* [INSTRUCTIONS TO FOLLOW]:
Pick out each line of the material below that contains the word "background" and copy those lines.
Start of STORED DATA
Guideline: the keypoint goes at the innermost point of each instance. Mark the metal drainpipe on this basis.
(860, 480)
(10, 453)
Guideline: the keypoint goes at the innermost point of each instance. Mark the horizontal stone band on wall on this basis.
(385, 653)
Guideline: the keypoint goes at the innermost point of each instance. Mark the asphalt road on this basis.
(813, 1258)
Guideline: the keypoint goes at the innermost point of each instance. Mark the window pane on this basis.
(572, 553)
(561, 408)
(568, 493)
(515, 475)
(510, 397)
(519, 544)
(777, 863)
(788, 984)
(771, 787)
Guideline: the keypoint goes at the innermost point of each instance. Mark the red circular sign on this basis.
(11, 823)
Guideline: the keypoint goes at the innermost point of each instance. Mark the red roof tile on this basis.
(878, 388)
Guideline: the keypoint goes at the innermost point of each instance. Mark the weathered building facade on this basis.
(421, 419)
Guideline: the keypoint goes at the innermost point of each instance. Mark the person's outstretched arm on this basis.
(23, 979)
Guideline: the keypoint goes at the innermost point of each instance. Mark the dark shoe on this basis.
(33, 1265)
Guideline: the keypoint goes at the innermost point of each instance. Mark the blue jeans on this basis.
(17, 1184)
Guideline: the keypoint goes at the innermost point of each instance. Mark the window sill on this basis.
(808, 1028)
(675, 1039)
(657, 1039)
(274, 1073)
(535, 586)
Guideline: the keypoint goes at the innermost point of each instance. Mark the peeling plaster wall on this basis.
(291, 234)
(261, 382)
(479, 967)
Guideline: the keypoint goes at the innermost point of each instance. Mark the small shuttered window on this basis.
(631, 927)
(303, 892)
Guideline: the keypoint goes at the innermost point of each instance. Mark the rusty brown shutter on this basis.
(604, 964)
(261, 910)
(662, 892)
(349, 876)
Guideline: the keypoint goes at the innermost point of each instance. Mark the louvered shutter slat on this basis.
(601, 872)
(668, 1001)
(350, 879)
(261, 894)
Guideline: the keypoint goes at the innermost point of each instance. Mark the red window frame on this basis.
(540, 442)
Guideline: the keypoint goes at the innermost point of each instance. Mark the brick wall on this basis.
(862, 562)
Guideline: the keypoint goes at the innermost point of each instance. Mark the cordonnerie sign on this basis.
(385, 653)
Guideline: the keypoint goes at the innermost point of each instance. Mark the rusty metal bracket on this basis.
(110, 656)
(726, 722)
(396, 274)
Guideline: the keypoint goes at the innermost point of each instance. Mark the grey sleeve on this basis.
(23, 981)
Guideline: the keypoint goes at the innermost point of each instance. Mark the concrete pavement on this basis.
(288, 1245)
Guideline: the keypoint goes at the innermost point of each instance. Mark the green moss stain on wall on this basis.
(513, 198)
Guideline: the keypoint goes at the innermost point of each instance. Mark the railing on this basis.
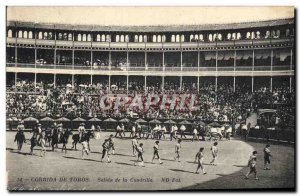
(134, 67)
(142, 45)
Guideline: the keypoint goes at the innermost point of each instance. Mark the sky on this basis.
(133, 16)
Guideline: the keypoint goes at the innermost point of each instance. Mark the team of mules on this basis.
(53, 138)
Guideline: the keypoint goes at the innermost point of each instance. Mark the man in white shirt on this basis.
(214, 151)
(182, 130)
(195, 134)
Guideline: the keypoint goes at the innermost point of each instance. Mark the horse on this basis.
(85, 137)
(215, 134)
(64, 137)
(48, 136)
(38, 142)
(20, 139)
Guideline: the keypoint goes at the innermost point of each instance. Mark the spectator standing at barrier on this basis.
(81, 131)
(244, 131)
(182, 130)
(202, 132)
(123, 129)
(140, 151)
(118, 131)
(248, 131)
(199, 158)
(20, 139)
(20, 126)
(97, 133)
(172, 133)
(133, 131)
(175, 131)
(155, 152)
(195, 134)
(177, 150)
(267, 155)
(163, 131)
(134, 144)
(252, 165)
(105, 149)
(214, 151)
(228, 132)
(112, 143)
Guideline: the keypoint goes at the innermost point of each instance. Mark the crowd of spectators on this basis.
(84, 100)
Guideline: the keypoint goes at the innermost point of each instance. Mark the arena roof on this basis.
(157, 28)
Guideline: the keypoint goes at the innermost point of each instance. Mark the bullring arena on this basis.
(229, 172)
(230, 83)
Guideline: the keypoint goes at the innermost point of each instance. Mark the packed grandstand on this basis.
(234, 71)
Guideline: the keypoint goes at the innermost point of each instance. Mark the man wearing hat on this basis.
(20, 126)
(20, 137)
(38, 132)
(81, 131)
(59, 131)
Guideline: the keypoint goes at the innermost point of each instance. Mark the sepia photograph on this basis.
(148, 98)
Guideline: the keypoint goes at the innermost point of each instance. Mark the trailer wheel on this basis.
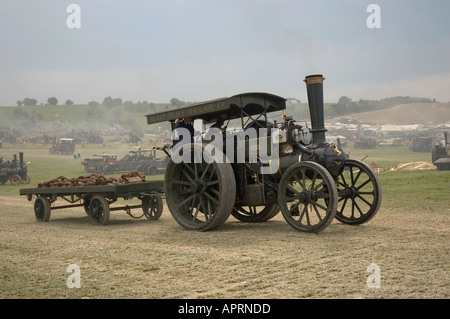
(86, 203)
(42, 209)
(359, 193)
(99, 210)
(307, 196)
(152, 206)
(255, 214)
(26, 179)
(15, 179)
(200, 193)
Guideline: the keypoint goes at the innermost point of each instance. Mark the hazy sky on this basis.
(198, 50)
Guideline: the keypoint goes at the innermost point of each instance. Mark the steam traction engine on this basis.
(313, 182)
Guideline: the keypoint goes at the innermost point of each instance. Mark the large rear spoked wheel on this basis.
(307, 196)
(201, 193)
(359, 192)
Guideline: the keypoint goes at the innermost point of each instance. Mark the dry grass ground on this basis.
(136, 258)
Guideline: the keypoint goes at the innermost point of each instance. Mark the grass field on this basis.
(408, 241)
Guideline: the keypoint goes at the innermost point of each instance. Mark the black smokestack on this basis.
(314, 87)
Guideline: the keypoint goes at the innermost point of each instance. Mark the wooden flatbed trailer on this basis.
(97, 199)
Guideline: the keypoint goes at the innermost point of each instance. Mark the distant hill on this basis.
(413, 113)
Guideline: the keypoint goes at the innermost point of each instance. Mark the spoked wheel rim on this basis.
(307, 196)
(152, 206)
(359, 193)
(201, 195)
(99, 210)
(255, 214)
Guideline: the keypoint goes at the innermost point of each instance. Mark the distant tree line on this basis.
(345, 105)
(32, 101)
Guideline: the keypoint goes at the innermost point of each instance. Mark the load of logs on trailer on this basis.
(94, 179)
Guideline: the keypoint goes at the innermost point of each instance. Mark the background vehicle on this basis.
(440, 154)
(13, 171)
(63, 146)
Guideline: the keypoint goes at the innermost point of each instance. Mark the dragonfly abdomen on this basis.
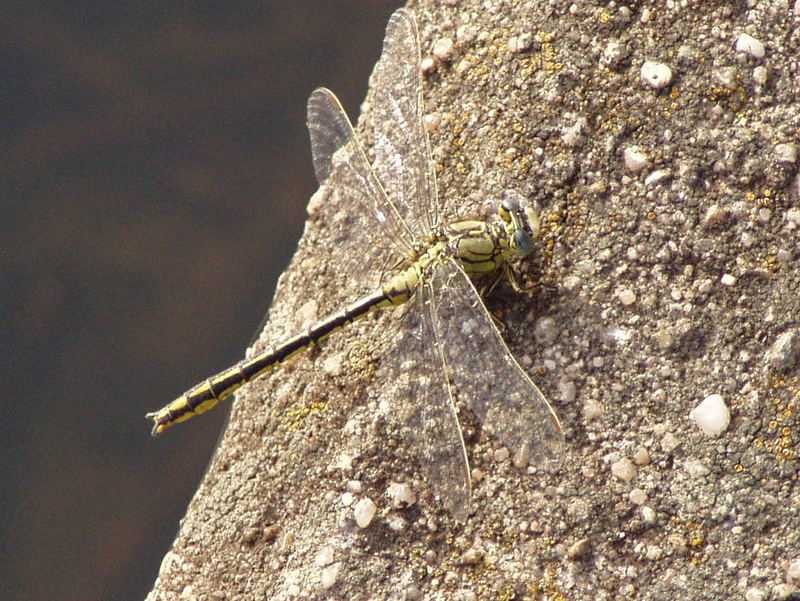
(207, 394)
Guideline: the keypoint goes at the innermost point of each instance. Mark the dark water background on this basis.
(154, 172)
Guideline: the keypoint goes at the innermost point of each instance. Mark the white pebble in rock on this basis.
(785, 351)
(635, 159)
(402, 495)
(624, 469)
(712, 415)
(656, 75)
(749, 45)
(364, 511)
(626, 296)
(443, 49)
End of STORED DATA
Start of STORED DATA
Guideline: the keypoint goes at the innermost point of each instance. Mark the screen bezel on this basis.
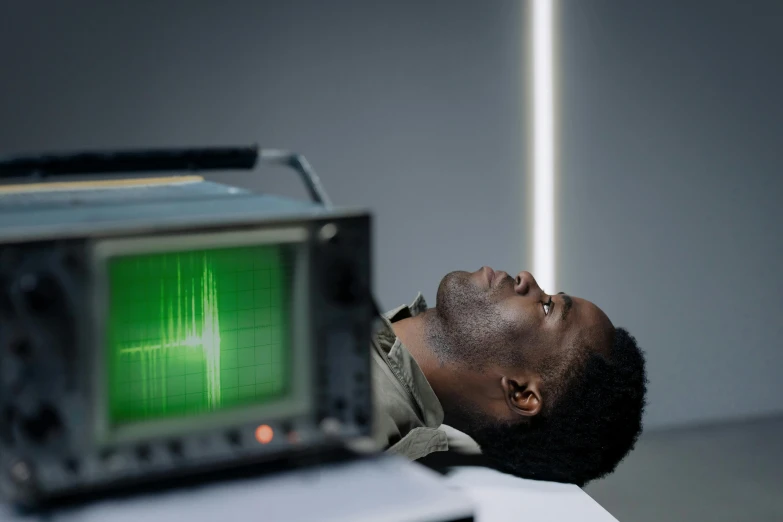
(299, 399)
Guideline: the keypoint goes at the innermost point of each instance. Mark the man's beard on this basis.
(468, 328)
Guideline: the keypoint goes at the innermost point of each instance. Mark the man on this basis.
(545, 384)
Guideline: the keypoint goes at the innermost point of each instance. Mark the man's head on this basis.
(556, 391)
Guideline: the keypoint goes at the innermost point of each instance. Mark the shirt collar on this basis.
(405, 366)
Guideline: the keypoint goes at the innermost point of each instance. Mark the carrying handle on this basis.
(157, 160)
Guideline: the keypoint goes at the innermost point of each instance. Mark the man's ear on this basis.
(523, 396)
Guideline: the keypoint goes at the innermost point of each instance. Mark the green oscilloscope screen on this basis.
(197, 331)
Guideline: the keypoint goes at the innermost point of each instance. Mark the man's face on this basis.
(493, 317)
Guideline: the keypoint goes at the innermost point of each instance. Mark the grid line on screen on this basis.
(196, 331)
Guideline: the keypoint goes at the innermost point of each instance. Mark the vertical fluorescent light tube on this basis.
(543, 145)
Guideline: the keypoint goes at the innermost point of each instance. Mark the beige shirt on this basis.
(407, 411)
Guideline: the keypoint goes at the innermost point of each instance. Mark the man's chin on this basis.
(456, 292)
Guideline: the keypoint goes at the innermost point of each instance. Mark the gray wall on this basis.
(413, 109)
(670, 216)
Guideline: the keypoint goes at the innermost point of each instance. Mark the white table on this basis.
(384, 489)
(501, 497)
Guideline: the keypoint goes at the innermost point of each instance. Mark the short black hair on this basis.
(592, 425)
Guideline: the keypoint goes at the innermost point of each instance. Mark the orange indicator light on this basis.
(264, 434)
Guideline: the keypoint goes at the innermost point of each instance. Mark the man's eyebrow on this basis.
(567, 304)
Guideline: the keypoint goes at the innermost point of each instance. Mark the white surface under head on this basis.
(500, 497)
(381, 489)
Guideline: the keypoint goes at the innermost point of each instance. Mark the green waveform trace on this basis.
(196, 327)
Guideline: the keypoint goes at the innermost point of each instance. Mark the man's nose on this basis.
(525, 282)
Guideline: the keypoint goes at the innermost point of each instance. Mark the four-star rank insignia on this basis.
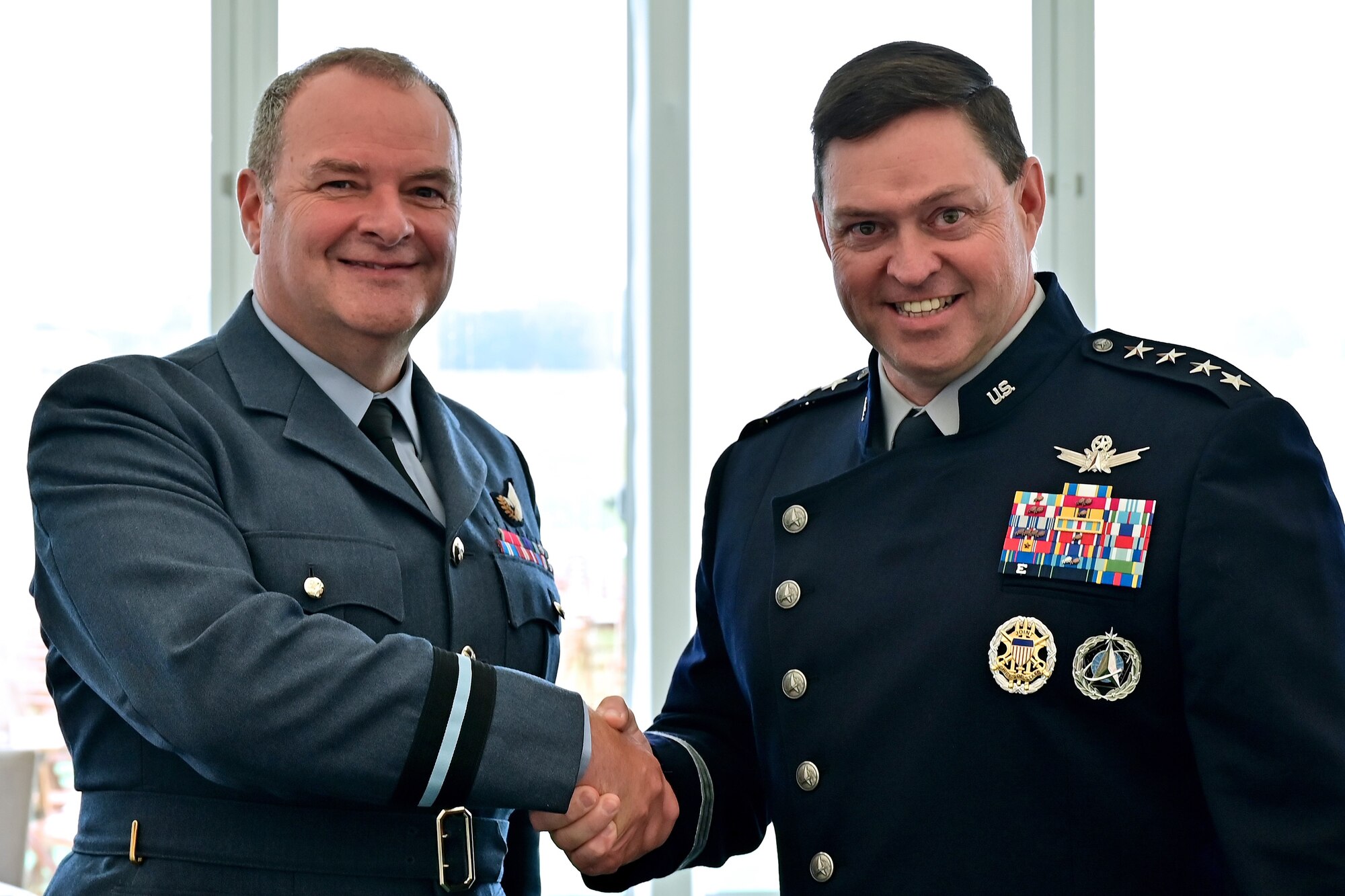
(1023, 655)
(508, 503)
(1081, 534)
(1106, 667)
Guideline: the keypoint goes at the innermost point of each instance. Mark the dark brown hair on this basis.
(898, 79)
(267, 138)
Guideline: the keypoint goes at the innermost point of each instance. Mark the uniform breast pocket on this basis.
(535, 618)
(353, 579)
End of STORED DATA
* [EXERCISE OUTPUT]:
Guideline: the keypoint goes at the innermost point of each instance. Mark the background vehicle on this basis.
Guideline: the keypoint goes at the innermost point of each instance. Mark the dark water background on this basis.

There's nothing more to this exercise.